--- START Excerpted text ---

In this connexion, the British Government are similarly convinced that the removal of the German-Polish tension, which has become unbearable, is the pre-requisite for the realization of this hope.
Since the autumn of the past year, and on the last occasion in March, 1939, there were submitted to the Polish Government proposals, both oral and written, which, having regard to the friendship then existing between Germany and Poland, offered the possibility of a solution of the questions in dispute acceptable to both parties. The British Government are aware that the Polish Government saw fit, in March last, finally to reject these proposals. At the same time, they used this rejection as a pretext or an occasion for taking military measures which have since been continuously intensified. Already in the middle of last month Poland was in effect in a state of mobilization. This was accompanied by numerous encroachments in the Free City of Danzig due to the instigation of the Polish authorities; threatening demands in the nature of ultimata, varying only in degree, were addressed to that City. A closing of the frontiers, at first in the form of a measure of customs policy but extended later in a military sense affecting also traffic and communications, was imposed with the object of bringing about the political exhaustion and economic destruction of this German community.
To this were added barbaric actions of maltreatment which cry to Heaven, and other kinds of persecution of the large German national group in Poland which extended even to the killing of many resident Germans or to their forcible removal under the most cruel conditions. This state of affairs is unbearable for a Great Power. It has now forced Germany, after remaining a passive onlooker for many months, in her turn to take the necessary steps for the safeguarding of justified German interests. And indeed the German Government can but assure the British Government in the most solemn manner that a condition of affairs has now been reached which can no longer be accepted or observed with indifference.
The demands of the German Government are in conformity with the revision of the Versailles Treaty in regard to this territory which has always been recognized as being necessary: viz., return of Danzig and the Corridor to Germany, the safeguarding of the existence of the German national group in the territories remaining to Poland.
The German Government note with satisfaction that the British Government also are in principle convinced that some solution must be found for the new situation which has arisen.
They further feel justified in assuming that the British Government too can have no doubt that it is a question now of conditions, for the elimination of which there no longer remain days, still less weeks, but perhaps only hours. For in the disorganized state of affairs obtaining in Poland, the possibility of incidents intervening which it might be impossible for Germany to tolerate, must at any moment be reckoned with.

--- END Excerpted text ---
--- START Entries provided ---

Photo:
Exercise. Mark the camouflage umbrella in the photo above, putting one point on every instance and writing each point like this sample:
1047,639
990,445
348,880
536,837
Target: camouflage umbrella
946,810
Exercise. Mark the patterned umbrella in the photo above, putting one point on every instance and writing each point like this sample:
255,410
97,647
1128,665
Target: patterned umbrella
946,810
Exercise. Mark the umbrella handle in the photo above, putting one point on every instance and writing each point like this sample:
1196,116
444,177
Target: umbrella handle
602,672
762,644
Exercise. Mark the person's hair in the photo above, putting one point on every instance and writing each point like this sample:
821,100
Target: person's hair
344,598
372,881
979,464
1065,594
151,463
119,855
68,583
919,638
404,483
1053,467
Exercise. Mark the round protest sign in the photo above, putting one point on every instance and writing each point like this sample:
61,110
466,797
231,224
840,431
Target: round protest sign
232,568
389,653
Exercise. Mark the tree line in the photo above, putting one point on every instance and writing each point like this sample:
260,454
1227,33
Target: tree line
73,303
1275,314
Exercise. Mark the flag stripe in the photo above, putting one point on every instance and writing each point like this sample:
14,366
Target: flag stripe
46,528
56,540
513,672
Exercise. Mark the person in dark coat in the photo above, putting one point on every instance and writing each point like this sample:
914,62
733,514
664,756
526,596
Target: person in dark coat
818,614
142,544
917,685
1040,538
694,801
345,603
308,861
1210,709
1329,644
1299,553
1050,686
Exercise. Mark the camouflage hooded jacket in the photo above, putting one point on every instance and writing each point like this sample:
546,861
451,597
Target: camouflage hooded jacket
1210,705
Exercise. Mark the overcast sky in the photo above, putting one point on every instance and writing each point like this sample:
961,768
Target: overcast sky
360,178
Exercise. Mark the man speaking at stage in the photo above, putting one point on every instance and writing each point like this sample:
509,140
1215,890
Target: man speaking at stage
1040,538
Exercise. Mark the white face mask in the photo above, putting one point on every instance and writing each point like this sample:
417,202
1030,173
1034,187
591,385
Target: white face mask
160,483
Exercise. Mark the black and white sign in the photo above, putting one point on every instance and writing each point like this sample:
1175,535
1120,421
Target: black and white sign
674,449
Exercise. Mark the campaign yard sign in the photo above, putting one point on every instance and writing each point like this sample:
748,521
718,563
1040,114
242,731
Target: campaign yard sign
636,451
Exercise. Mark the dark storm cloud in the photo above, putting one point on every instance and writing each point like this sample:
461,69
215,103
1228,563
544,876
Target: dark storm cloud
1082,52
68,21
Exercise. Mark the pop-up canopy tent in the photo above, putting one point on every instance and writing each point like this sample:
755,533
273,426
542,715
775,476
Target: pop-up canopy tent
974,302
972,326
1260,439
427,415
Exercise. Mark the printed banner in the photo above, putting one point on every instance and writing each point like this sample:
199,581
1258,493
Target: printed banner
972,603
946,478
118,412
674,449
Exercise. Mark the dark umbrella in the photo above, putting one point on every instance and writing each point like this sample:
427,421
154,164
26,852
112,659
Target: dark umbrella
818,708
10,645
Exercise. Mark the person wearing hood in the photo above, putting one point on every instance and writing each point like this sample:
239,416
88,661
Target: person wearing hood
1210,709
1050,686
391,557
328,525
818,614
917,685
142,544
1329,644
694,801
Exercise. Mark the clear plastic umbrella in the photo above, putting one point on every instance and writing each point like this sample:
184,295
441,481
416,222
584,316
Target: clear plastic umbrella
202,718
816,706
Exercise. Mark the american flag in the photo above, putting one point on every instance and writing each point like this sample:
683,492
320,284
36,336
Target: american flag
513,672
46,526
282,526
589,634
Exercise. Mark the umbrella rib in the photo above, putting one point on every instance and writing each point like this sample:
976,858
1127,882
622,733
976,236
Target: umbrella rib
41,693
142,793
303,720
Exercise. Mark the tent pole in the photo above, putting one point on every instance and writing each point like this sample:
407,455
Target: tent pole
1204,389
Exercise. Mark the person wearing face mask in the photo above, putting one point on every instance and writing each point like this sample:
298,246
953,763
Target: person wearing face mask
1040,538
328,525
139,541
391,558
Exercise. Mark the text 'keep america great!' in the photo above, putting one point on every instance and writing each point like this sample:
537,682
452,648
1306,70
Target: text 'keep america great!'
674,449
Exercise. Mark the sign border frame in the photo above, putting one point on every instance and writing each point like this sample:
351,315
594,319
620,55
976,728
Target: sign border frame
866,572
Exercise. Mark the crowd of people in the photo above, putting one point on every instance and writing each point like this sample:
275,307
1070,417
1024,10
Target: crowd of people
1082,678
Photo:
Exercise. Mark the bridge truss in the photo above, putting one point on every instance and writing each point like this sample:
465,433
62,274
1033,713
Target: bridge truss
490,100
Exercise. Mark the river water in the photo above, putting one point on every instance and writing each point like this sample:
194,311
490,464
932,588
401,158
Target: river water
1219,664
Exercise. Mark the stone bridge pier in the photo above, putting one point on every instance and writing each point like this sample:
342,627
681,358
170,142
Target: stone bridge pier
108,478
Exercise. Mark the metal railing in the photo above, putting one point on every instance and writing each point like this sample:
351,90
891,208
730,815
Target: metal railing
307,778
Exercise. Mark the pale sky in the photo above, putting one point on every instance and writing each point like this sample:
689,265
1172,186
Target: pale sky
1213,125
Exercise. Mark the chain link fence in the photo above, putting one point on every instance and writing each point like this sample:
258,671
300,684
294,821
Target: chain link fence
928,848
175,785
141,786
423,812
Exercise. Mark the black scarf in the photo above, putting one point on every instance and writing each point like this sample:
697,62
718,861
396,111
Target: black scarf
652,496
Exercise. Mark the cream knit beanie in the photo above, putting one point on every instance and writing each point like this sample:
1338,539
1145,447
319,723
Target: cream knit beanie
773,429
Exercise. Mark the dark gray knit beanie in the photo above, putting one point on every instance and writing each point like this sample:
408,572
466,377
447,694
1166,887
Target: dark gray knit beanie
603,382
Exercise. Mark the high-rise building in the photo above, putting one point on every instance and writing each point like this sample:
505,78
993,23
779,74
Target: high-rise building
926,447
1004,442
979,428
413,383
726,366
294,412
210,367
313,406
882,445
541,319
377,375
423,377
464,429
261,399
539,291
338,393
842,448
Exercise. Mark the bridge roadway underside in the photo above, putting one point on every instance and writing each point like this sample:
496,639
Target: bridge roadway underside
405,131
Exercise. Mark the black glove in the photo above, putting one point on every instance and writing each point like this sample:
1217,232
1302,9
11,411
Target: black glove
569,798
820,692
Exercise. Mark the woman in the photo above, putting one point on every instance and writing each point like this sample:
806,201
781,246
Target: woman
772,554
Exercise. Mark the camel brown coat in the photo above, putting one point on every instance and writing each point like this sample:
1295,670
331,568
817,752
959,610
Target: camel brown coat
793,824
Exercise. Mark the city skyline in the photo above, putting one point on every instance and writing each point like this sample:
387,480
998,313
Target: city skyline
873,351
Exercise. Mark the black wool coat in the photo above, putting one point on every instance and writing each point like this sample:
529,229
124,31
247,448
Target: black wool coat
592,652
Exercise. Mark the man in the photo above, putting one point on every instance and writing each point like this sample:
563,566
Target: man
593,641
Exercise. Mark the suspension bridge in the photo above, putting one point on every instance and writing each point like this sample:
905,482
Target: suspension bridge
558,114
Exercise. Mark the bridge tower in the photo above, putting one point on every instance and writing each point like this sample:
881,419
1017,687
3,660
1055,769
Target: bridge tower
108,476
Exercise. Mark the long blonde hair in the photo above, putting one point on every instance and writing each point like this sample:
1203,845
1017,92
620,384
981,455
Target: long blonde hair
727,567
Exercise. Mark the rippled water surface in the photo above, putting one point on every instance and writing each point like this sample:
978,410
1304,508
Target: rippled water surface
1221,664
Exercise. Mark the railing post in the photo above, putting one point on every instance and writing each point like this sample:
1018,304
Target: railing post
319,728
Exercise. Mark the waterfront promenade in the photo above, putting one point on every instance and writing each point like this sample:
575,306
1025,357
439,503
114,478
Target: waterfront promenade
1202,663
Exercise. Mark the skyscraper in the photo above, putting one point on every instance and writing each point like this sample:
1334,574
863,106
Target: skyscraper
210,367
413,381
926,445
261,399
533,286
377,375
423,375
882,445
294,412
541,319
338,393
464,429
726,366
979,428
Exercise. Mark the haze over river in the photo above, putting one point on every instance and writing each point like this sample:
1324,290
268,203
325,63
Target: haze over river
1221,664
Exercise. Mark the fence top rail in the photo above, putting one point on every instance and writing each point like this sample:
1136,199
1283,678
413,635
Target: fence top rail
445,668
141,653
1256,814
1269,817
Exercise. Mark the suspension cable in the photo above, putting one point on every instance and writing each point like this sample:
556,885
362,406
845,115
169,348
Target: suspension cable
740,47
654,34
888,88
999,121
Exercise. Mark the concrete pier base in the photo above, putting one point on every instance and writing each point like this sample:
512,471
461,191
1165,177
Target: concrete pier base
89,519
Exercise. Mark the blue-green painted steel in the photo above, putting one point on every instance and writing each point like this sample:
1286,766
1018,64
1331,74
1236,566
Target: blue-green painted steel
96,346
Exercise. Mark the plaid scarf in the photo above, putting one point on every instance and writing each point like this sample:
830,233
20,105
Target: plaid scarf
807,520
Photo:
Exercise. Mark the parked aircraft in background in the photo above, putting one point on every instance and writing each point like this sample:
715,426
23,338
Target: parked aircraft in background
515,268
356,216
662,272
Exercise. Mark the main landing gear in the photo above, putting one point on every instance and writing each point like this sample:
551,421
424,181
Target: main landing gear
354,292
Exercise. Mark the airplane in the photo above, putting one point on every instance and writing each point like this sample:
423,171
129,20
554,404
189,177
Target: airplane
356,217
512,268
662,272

--- END Entries provided ---

Actions to take >>
[1] From the passage on German-Polish tension, extract the wording between "The German Government note" and "be reckoned with.", inclusive.
[2] Copy the records verbatim from the line containing "Exercise. Mark the plaid" through the last line of the records, inclusive.
The excerpted text and the records have nothing to do with each other.

Written answers >>
[1]
The German Government note with satisfaction that the British Government also are in principle convinced that some solution must be found for the new situation which has arisen.
They further feel justified in assuming that the British Government too can have no doubt that it is a question now of conditions, for the elimination of which there no longer remain days, still less weeks, but perhaps only hours. For in the disorganized state of affairs obtaining in Poland, the possibility of incidents intervening which it might be impossible for Germany to tolerate, must at any moment be reckoned with.

[2]
Exercise. Mark the plaid scarf in the photo above, putting one point on every instance and writing each point like this sample:
830,233
20,105
Target: plaid scarf
807,520
Photo:
Exercise. Mark the parked aircraft in background in the photo above, putting one point on every instance and writing each point like this sample:
715,426
23,338
Target: parked aircraft in background
515,268
356,216
662,272
Exercise. Mark the main landing gear in the photo above, putting one point on every instance and writing each point like this sample:
551,421
424,181
Target: main landing gear
354,292
Exercise. Mark the airplane in the photo above, putting one point on every instance and writing each point like this sample:
423,171
129,20
554,404
189,177
Target: airplane
356,217
512,268
662,272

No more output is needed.